__Passage given__.
━━━━━━━━━━

# No More MH/RV Parks



## Alias (Dec 20, 2010)

Met with the State guy last Thursday and gave him all the files.  County gave them their files also.  I took him on a quick tour of the three city parks.  It was definitely an 'oh sh*te' experience for him.

An inspector will be up next month to do park inspections, starting with the one that gave me the most trouble and one in the county that is trouble.  We are no longer in the MH/RV park enforcement business!    

Merry Christmas to me, Merry Christmas to me.................

Sue, tired of substandard, tacky trailers and their parks.


----------



## conarb (Dec 20, 2010)

Sue:

You mean you have trailer trash way up there in Jefferson?


----------



## Alias (Dec 20, 2010)

ConArb -

You betcha! And hopefully with the state now being in charge, we can shovel some of it down the road to the dump.........:lol:

Sue, tired of tacky trailers


----------



## High Desert (Dec 20, 2010)

We have park where you can actually hook em to your truck and pull em away! Of couse, you have to have a Trans Am with at least one fender painted gray to live there. Oh yeah, and a mullet.


----------



## cda (Dec 20, 2010)

did not think you could discriminate against mentally handicapped R/v parks

Wazzup!!!!!


----------



## cda (Dec 20, 2010)

did not think you could discriminate against mentally handicapped R/v parks. Mh/rv

Wazzup!!!!!


----------



## hlfireinspector (Dec 20, 2010)

Just send them this way. City just allowed our RV park to double in size. 11 wood cabins on wheels added too. Gotta love it.


----------



## Alias (Dec 21, 2010)

High Desert said:
			
		

> We have park where you can actually hook em to your truck and pull em away! Of couse, you have to have a Trans Am with at least one fender painted gray to live there. Oh yeah, and a mullet.


Here, you need a battered Ford F-150, preferably with a flatbed and a 5th wheel hitch.   

Seriously, a full size single wide MH was moved over the weekend from one park in town out to another one, no permits, no transport permits, etc.  I tagged that one because they didn't even do a park set on it and the lady was living in it.  Just pulled it in and plugged it in, no blocking, etc.   

Sue, living la vida loca in the land of fruits and nuts


----------



## Alias (Dec 21, 2010)

hlfireinspector said:
			
		

> Just send them this way. City just allowed our RV park to double in size. 11 wood cabins on wheels added too. Gotta love it.


My sincerest condolences.  Those park trailers (cabins on wheels) are kinda neat looking and at least are relatively new.  What I have here are 35 yr old mobiles that weren't meant to be in snow country (20# roof load).

Sue, in snowy, icy CA


----------



## north star (Dec 21, 2010)

** * * **

Sue,

In some parts of the country, those MH's are just un-anchored metal boxes

waiting to be carried off by the next strong wind ( i.e. - `naders ). OMG!!

━━━━━━━━━━

__Short problem 1__. In the listing below, substitute "leafy canopy" for every "tree foliage" and reproduce the listing with nothing else altered. Leave the pictures out of your answer.

Dataset excerpt:
━━━━━━━━━━

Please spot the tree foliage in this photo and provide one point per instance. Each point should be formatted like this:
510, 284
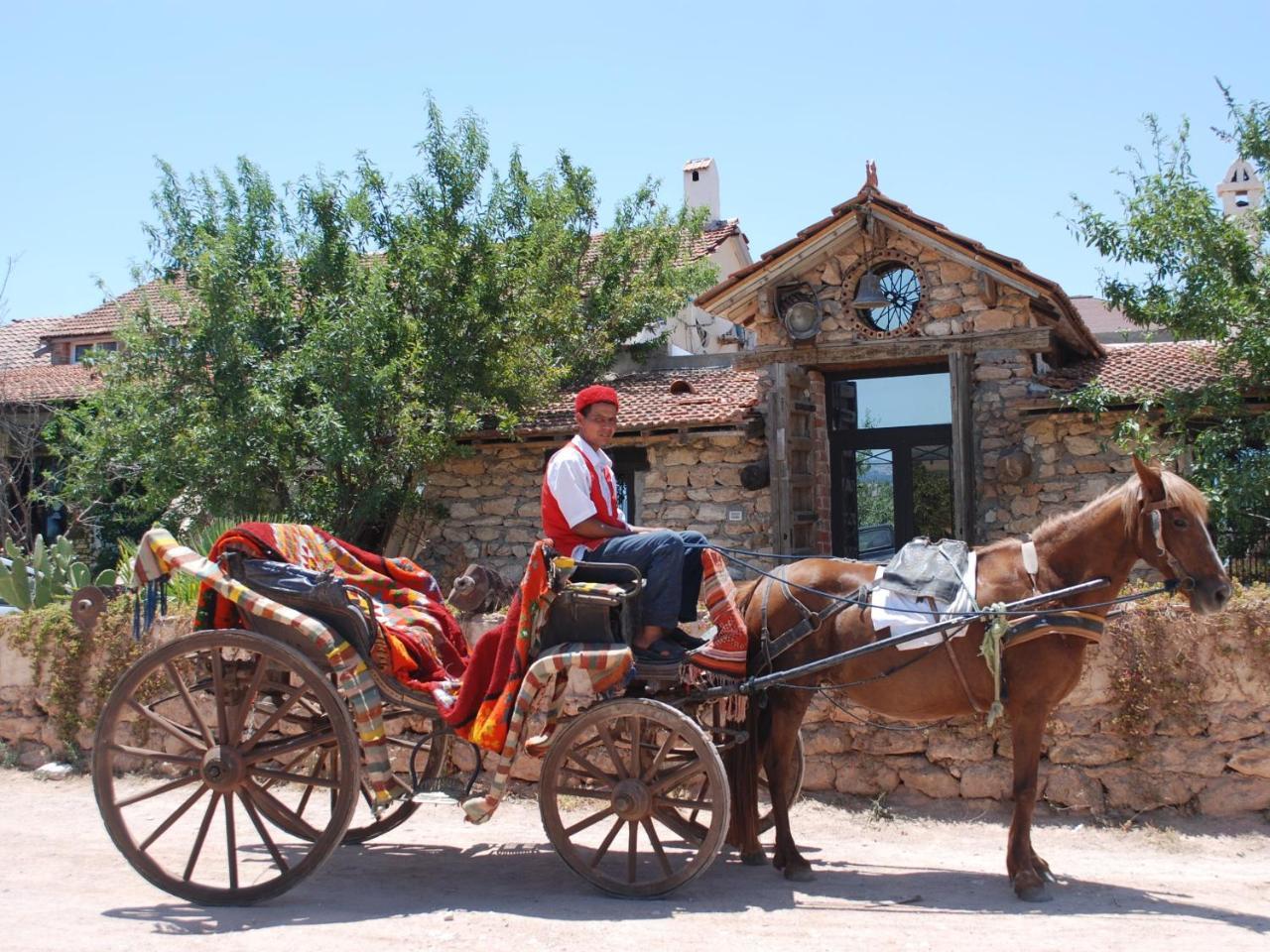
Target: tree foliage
1182, 266
340, 334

━━━━━━━━━━

__Short problem 2__. Pick up the forum thread about handing mobile home and RV park enforcement to the state where it stops, and continue it.

__Final answer 1__.
Please spot the leafy canopy in this photo and provide one point per instance. Each point should be formatted like this:
510, 284
Target: leafy canopy
1182, 266
340, 334

__Final answer 2__.
** * * **


----------



## Alias (Dec 21, 2010)

north star said:
			
		

> ** * * **Sue,
> 
> In some parts of the country, those MH's are just un-anchored metal boxes
> 
> ...


Oh, I know.  Grew up in and around Chicago, tornado sirens are a nifty invention!  Lived through the tornado that wiped a good portion of Flint, MI off the map in the late 50's.

Sue, now in earthquake country............


----------



## Builder Bob (Dec 21, 2010)

Missouri - No longer the home to "Bubba" Boxes


----------



## conarb (Dec 21, 2010)

Bob said:
			
		

> Missouri - No longer the home to "Bubba" Boxes


I thought South Carolina had them too, but I guess, from pictures I've seen, that your hurricanes have solved the problem for you.


----------



## Jobsaver (Dec 21, 2010)

Hard to beat Arkansas though, where we build our presidential libraries to look like them!

View attachment 305


Clinton Presidential Library
	

		
			
		

		
	

View attachment 305


/monthly_2010_12/library.jpg.96e920abdd18f3c4bed106f21e479957.jpg


----------



## mtlogcabin (Dec 21, 2010)

I was visiting that building when Little Rock was under a tornado watch. All glass with the one end resting on a couple of columns. A real dumb place to be at that time but the chopper show was worth it


----------



## Uncle Bob (Dec 22, 2010)

Trailer Parks,

The sooner all the poor people are out of the municipalities the better. :-(

Merry Christmas?

Uncle Bob


----------



## Jobsaver (Dec 22, 2010)

No thanks UB. I've moved enough already.

Builder Bob: Are saying mobile homes/manufactured homes are not legal in the State of Missouri?


----------



## Uncle Bob (Dec 22, 2010)

Jobsaver,

I spent many years living in a trailer.  My father was a soldier and we moved a lot; and, guess I just didn't understand at the time how people felt about us. I'm glad I didn't know then what people are saying now.

Uncle Bob


----------



## mark handler (Dec 22, 2010)

Alias said:
			
		

> We are no longer in the MH/RV park enforcement business!   Sue, tired of substandard, tacky trailers and their parks.


But Sue that means you will no longer see the the most exciting parts of town


----------



## Jobsaver (Dec 22, 2010)

Uncle Bob said:
			
		

> Jobsaver,I spent many years living in a trailer.  My father was a soldier and we moved a lot; and, guess I just didn't understand at the time how people felt about us. I'm glad I didn't know then what people are saying now.
> 
> Uncle Bob


I think the post is more about the substandard than the type of home. But I am not sure, to many, the word substandard and the word mobile-home are synonyms.


----------



## Alias (Dec 22, 2010)

Uncle Bob said:
			
		

> Jobsaver,I spent many years living in a trailer. My father was a soldier and we moved a lot; and, guess I just didn't understand at the time how people felt about us. I'm glad I didn't know then what people are saying now.
> 
> Uncle Bob


Bob -

We have a couple of very nice parks here. I have no problem with mobile homes or parks as long as the owner complies with basic life/health/safety provisions of the state code. What I do have a problem with is a landlord who takes advantage of the poor people who are on a fixed income and won't do necessary repairs.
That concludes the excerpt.